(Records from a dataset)
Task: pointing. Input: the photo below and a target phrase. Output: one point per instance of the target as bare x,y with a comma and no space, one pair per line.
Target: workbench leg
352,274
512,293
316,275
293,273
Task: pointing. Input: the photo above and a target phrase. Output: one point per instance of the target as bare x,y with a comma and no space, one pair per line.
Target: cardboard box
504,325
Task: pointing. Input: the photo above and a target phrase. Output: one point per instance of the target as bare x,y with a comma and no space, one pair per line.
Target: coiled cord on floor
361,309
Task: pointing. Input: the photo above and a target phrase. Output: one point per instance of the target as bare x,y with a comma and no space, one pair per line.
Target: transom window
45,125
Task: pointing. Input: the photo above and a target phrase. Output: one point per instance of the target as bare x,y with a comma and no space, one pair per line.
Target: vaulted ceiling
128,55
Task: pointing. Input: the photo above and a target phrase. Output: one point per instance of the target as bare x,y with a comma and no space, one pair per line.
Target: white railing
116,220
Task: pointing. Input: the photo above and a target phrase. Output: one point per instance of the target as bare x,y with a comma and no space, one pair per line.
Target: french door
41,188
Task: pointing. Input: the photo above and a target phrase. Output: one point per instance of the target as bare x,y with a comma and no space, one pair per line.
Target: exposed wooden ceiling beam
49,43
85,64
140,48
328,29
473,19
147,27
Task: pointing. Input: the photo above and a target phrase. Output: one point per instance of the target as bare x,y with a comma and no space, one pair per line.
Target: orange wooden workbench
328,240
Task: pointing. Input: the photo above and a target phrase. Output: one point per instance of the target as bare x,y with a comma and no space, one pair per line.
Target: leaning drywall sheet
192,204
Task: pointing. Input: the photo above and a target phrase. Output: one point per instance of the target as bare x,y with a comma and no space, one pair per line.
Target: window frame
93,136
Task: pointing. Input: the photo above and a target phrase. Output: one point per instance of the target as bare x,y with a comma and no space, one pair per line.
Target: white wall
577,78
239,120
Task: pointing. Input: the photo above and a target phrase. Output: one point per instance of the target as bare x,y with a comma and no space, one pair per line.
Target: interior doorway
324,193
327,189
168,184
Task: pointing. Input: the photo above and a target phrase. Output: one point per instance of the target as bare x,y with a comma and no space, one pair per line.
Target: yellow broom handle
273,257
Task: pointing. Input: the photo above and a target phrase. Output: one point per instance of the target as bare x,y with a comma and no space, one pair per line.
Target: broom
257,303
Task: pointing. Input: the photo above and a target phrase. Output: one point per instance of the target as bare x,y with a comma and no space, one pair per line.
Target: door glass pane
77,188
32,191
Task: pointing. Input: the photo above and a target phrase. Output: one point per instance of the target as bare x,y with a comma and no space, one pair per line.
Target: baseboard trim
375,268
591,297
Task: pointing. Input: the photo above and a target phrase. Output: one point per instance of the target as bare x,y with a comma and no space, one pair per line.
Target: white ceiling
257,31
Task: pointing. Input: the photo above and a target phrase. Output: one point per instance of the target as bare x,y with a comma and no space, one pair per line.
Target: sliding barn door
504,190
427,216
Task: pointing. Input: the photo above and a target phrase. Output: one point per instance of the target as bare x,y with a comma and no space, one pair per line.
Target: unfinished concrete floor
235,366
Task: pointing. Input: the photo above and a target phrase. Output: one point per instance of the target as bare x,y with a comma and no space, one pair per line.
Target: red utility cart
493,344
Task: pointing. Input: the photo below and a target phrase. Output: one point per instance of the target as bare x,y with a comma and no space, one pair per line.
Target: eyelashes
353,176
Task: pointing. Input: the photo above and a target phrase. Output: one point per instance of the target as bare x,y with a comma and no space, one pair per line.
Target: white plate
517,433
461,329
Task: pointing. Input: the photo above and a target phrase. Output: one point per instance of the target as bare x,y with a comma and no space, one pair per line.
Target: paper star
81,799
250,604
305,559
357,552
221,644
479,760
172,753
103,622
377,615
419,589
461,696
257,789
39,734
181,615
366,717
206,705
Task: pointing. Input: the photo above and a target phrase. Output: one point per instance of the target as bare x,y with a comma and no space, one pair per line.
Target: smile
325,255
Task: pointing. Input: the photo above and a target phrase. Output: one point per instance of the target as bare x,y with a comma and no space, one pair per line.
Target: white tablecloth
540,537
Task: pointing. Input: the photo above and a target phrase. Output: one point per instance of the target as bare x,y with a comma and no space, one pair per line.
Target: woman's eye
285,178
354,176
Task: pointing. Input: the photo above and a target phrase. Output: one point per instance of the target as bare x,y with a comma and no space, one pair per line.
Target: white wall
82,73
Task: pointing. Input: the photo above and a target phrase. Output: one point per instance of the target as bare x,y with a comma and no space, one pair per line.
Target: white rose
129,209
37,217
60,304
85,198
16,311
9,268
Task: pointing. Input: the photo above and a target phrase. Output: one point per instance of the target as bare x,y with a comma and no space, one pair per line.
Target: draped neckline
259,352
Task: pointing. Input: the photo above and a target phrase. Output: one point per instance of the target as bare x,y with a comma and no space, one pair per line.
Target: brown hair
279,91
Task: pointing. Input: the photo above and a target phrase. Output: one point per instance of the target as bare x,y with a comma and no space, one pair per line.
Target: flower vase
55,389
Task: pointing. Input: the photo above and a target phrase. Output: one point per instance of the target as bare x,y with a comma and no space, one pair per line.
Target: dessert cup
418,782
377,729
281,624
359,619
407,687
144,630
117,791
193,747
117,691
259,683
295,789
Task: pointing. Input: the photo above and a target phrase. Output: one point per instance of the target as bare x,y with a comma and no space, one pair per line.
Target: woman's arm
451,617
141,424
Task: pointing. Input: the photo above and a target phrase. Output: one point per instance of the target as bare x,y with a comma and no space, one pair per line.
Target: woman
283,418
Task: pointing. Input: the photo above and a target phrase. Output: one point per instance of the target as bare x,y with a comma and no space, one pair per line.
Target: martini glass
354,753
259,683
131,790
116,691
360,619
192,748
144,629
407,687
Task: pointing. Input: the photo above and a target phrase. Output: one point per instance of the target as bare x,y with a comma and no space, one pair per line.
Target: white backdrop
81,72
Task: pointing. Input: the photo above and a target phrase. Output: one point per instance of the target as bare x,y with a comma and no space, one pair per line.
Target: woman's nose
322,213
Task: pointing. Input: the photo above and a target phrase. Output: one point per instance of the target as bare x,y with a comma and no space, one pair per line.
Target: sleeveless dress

▶ [THE TASK]: Please set down each line of the records exactly as given.

▶ [THE SOLUTION]:
Task: pointing. Input: the photo below and a target phrase. Output: one point per instance of the target as bare x,y with a comma and no space, one pair per line.
Target: workbench leg
352,274
512,293
316,275
293,273
Task: pointing. Input: the photo above and a target phrase. Output: one point per instance of the target as bare x,y with a comma and no space, one pair per line.
Target: cardboard box
504,325
Task: pointing. Input: the photo above and a target phrase. Output: one point per instance of the target as bare x,y with a comma and no space, one pair per line.
Target: coiled cord on floor
361,309
Task: pointing. Input: the photo above and a target phrase. Output: one point per instance of the target as bare x,y with a comma and no space, one pair per line.
Target: transom window
45,125
Task: pointing. Input: the photo above and a target phrase. Output: one point per instance of the target as bare x,y with a comma and no space, one pair per line.
Target: vaulted ceiling
128,55
Task: pointing. Input: the photo above and a target phrase. Output: one point per instance of the target as bare x,y with a comma and no space, one pair per line.
Target: white railing
116,220
Task: pointing. Input: the photo above and a target phrase. Output: one point per instance of the target as bare x,y with a comma and no space, one pair per line.
Target: french door
41,188
Task: pointing. Input: the photo above and a target phrase. Output: one point per instance of the target as bare x,y with a comma and no space, one pair per line.
Target: exposed wooden ceiling beam
49,43
85,64
140,48
328,29
473,19
147,27
Task: pointing. Input: the photo above and a target phrase. Output: one point per instance of the target as bare x,y with a comma and no space, one pair per line.
Target: orange wooden workbench
328,240
Task: pointing. Input: the photo above and a target phrase. Output: one point per instance of the target as bare x,y with a comma and no space, one pair per line.
Target: leaning drywall sheet
192,204
Task: pointing. Input: the photo above and a target phrase. Output: one point per instance of the target as bare x,y with a comma and no space, one pair per line.
Target: window frame
93,136
Task: pointing. Input: the photo above and a target phrase. Output: one point per instance of the target as bare x,y with a comma and no space, one pair per line.
Target: white wall
577,78
239,120
Task: pointing. Input: the photo above and a target phrase. Output: one point per instance of the target as bare x,y with a comma and no space, one pair per line.
Target: interior doorway
324,193
327,189
168,184
Task: pointing. Input: the photo above and a target phrase. Output: one point per instance of the target as bare x,y with a comma and no space, one pair per line.
Target: yellow broom handle
273,257
Task: pointing. Input: the photo above and a target phrase. Output: one point per instance of the target as bare x,y with a comma and no space, one pair per line.
Target: broom
257,303
Task: pointing. Input: the photo above and a target phrase. Output: one point per instance of the target as bare x,y with a comma and no space, one pair per line.
Target: door glass pane
77,188
32,191
Task: pointing. Input: the photo above and a target phrase. Output: one point per instance of the target as bare x,y with a comma and no space, one pair per line.
Target: baseboard trim
375,268
591,297
Task: pointing. Input: the photo above and a target phrase. Output: one point per instance of the target as bare x,y with a comma and no space, one pair per line.
Target: white ceiling
257,31
Task: pointing. Input: the photo above and a target phrase. Output: one point per instance of the target as bare x,y with a comma and no space, one pair per line.
Target: sliding barn door
504,190
427,216
Task: pointing. Input: the photo above and a target phrase. Output: one point per instance of the target as bare x,y with a comma and no space, one pair per line.
Target: unfinished concrete floor
235,366
Task: pointing. Input: the photo above and a target phrase. Output: one point per instance of the target as bare x,y with a comma and no space, one pair per line.
Target: red utility cart
493,344
Task: pointing. Input: the photo below and a target phrase. Output: one point per instance of the target as bare x,y with a comma and no space, one pair per line.
Target: eyelashes
353,176
Task: pointing. Input: the photo above and a target phrase. Output: one point per instance of the target as bare x,y with a comma and no space, one pair per line.
Target: white plate
517,433
461,329
Task: pointing. Input: the photo above and a target phrase. Output: one point per instance of the target as bare x,y with a comma and no space, one pair per line.
Target: paper star
81,799
250,604
305,559
357,552
221,644
479,760
172,753
103,622
377,615
419,589
461,696
257,789
39,734
181,615
366,717
206,705
Task: pointing. Input: the photo above and a target phrase. Output: one point per instance of the target as bare x,y with a comma and no space, one pair per line.
Target: smile
325,255
Task: pointing. Input: the photo above and a target phrase. Output: one point per instance of the target as bare x,y with a comma and no space, one pair per line.
Target: white tablecloth
540,537
Task: pointing. Input: the photo above and a target phrase. Output: one point per instance of the target as bare x,y with a comma and no space, one pair per line.
Target: woman's eye
285,178
354,176
Task: pointing. Input: the photo above and a target phrase. Output: one point per instance of the target as bare x,y with a comma and no space, one pair per line.
Target: white wall
82,73
Task: pointing. Input: the photo above and a target phrase. Output: one point per instance of the target as bare x,y with a comma and no space, one pair per line.
Target: white rose
129,209
37,217
60,304
85,198
16,311
9,268
Task: pointing. Input: the photo above and a target phrase. Output: one point per instance of the target as bare x,y with a comma and no space, one pair per line.
Target: draped neckline
259,352
Task: pointing. Input: the photo above and a target phrase. Output: one point per instance of the target as bare x,y with a comma and no space, one pair per line.
Target: brown hair
279,91
Task: pointing. Input: the photo above and a target phrase. Output: one point per instance of the target as bare x,y with a comma and no space, one pair per line.
Target: flower vase
55,389
Task: pointing. Input: the photo above and a target phrase. Output: one point per instance of the target as bare x,y with a comma and no space, one pair per line.
Target: dessert cup
418,782
377,729
281,624
359,619
407,687
144,630
117,791
193,747
117,691
259,683
295,789
Task: pointing. Input: the photo above and a target phrase. Output: one point per instance of the target as bare x,y with a comma and no space, one pair per line.
Target: woman's arm
451,617
141,424
Task: pointing. Input: the photo above and a target phrase. Output: one point per instance of the target as bare x,y with a comma and no space, one pair per line.
Target: woman
283,418
Task: pointing. Input: the photo above and a target phrase. Output: one point per instance of the target as bare x,y with a comma and no space, one pair per line.
Target: martini glass
354,753
259,683
131,790
116,691
360,619
192,748
144,629
407,687
Task: pointing. Input: the photo above and a target phrase. Output: one point per instance of the target as bare x,y with a comma and no space, one pair per line.
Target: white backdrop
81,72
Task: pointing. Input: the photo above and a target phrase. Output: one point per instance of the target as bare x,y with a comma and no space, one pair per line.
Target: woman's nose
322,213
Task: pointing. Input: the photo above and a target phrase. Output: one point per instance of the target as bare x,y with a comma and no space, one pair per line.
Target: sleeveless dress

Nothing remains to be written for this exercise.